Extracted material:
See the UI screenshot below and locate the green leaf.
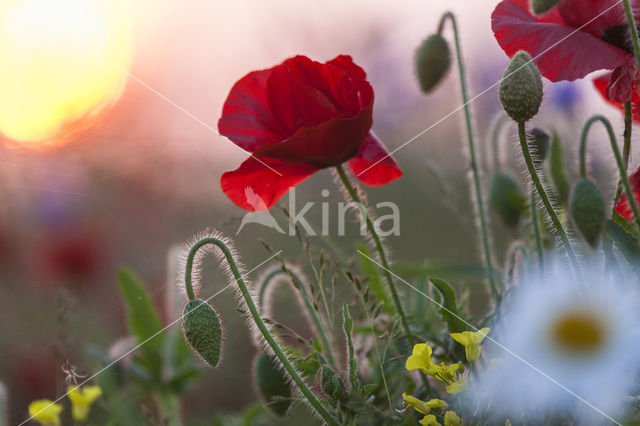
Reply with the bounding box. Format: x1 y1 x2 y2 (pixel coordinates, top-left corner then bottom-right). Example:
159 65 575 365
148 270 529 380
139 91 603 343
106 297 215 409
358 246 392 314
429 278 467 333
550 131 569 204
605 219 640 277
117 268 164 374
342 304 359 389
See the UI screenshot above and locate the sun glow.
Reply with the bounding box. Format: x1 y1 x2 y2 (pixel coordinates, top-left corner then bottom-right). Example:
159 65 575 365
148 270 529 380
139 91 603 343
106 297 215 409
0 0 132 149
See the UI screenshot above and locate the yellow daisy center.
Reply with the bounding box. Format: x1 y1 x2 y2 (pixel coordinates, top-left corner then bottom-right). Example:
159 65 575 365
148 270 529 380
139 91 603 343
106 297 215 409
549 310 608 356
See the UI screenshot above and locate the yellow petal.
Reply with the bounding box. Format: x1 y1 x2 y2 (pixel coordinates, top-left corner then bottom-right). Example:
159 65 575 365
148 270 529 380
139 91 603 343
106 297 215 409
444 410 463 426
28 400 63 426
420 414 442 426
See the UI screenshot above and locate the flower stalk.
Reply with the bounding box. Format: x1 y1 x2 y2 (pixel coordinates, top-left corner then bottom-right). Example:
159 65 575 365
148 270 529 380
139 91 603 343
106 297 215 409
579 115 640 231
439 11 499 300
517 122 581 279
183 237 338 426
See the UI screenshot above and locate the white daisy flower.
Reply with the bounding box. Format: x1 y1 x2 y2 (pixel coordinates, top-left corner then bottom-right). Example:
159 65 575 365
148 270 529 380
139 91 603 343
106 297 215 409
469 257 640 424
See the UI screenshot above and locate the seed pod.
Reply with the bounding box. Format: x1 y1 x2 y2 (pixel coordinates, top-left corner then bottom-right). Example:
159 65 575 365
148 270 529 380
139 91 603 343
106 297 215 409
320 365 346 402
253 353 292 416
531 0 562 15
570 179 606 247
489 172 527 228
415 34 451 93
499 51 543 123
182 299 223 368
528 128 550 165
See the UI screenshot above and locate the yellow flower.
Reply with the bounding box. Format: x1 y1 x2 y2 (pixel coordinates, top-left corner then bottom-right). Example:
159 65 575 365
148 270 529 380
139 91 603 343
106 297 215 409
450 327 490 362
28 400 63 426
406 343 441 375
67 385 102 422
446 374 469 395
434 361 462 383
403 393 449 415
444 410 463 426
420 414 442 426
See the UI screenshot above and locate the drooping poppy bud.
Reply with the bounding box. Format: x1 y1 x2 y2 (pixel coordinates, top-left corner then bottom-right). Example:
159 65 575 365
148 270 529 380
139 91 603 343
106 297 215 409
415 34 451 93
530 0 563 16
182 299 223 367
489 172 527 228
320 365 346 402
570 179 606 247
253 352 293 416
499 51 543 123
528 128 550 165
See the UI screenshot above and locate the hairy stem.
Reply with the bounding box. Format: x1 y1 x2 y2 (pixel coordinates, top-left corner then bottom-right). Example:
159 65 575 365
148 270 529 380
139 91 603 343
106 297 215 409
530 186 544 272
439 11 499 300
517 122 581 279
579 115 640 231
183 237 338 425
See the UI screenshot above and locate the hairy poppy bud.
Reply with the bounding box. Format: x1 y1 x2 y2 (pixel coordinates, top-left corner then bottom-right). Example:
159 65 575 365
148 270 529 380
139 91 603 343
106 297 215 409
531 0 562 15
182 299 223 368
489 172 527 228
320 365 346 402
499 51 543 123
528 128 550 165
415 34 451 93
570 179 606 247
253 353 292 416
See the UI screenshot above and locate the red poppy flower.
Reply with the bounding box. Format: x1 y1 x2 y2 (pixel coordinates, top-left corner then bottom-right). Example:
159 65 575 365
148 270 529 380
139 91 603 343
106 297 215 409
218 55 402 211
492 0 639 102
615 163 640 220
593 73 640 122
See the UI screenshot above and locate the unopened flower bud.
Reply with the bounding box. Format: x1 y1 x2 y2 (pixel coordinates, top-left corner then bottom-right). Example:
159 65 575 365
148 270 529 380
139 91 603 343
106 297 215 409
253 353 292 416
499 51 543 123
182 299 223 368
531 0 562 15
415 34 451 93
528 128 550 164
570 179 606 247
489 172 527 228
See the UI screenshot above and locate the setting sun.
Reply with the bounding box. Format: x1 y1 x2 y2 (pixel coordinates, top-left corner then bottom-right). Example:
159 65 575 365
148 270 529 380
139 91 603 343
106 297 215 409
0 0 132 149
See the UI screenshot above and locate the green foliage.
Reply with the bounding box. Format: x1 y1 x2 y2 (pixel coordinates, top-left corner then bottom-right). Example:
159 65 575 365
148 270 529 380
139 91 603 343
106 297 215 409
550 131 570 204
342 304 359 389
429 278 467 333
358 246 392 314
570 179 606 247
253 353 293 417
489 171 527 228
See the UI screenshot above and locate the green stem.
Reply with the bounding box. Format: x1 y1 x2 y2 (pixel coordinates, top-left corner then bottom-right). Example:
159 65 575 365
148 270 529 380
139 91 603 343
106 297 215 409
622 0 640 69
491 114 509 172
155 392 182 426
517 122 581 279
258 267 337 366
439 11 499 300
335 165 414 346
183 237 338 426
530 186 544 272
579 115 640 231
624 101 632 172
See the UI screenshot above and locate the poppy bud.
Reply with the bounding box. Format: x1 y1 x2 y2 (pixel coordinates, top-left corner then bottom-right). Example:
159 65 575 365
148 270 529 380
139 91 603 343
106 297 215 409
415 34 451 93
499 51 543 123
320 365 346 402
569 179 606 247
182 299 223 368
528 128 550 165
489 172 527 228
530 0 562 15
253 353 292 416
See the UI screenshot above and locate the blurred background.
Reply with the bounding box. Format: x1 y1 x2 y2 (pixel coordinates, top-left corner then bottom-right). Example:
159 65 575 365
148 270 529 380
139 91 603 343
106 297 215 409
0 0 624 424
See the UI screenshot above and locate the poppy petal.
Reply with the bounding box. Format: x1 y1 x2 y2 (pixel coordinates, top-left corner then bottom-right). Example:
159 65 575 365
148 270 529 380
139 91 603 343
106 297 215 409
348 133 402 186
593 73 640 122
615 164 640 220
492 0 634 82
220 156 318 211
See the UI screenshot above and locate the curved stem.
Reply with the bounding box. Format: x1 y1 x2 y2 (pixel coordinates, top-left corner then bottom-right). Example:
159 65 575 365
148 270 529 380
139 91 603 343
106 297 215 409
622 0 640 69
183 237 338 426
439 11 499 300
335 165 415 346
530 186 544 272
579 115 640 231
258 267 337 365
517 122 581 279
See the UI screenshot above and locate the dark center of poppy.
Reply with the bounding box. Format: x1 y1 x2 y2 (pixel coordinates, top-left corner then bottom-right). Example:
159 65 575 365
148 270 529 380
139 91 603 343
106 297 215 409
602 25 638 55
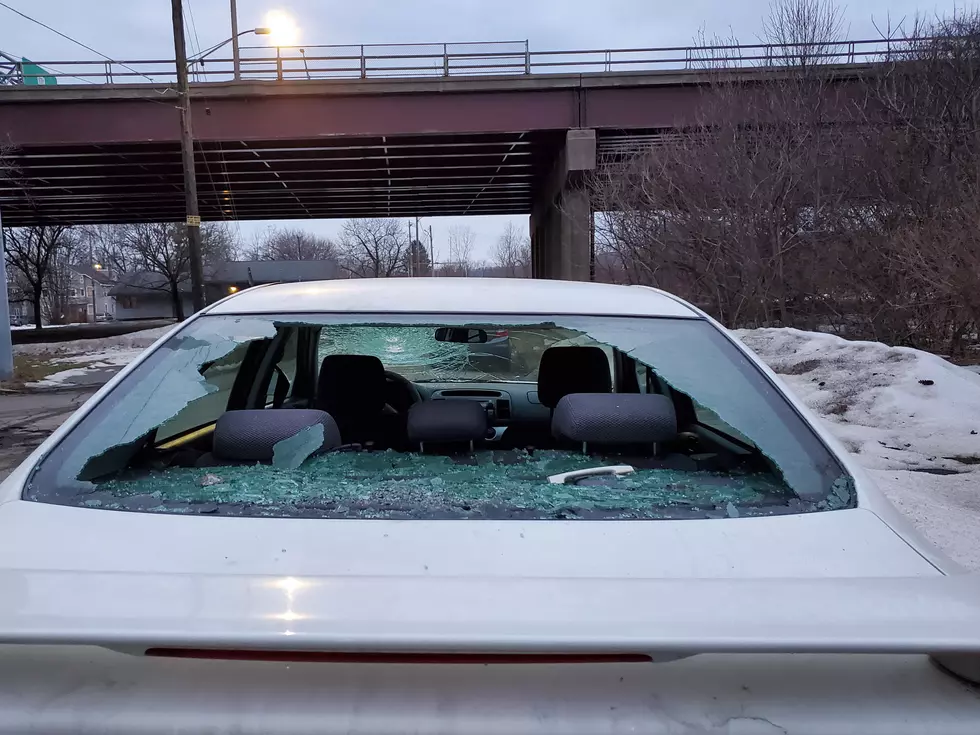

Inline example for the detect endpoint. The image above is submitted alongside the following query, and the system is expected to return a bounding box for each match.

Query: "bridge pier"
[530,129,596,281]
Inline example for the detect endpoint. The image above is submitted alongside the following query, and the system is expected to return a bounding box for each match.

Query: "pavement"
[0,387,97,482]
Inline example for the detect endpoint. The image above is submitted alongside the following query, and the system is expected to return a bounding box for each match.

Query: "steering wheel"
[384,370,423,413]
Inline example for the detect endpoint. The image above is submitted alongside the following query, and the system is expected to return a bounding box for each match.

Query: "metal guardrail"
[0,38,926,87]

What is needed: Copy word for word each line of the data above, from the first through the one containing "See the UI screenshot above and locate the yellow daisy", and include no pictures.

Solution:
See the UI screenshot below and locate the green leaf.
Reply with the bounding box. Format: x1 y1 x2 y2 (pixel coordinates, top-left corner then bottom-right). Example:
159 65 575 365
148 270 529 380
139 91 603 343
106 297 215 409
358 246 392 314
429 278 467 333
550 131 569 204
605 219 640 277
117 268 164 374
342 304 359 389
See the UI screenshot above and locate the sun glow.
Reply with the bounding box. Format: x1 y1 x2 y2 (pixel coordinates, top-left corner then bottom-right). Example:
159 65 575 365
148 270 529 380
139 91 603 343
106 297 215 409
0 0 132 149
See the UI screenshot above and locate the yellow daisy center.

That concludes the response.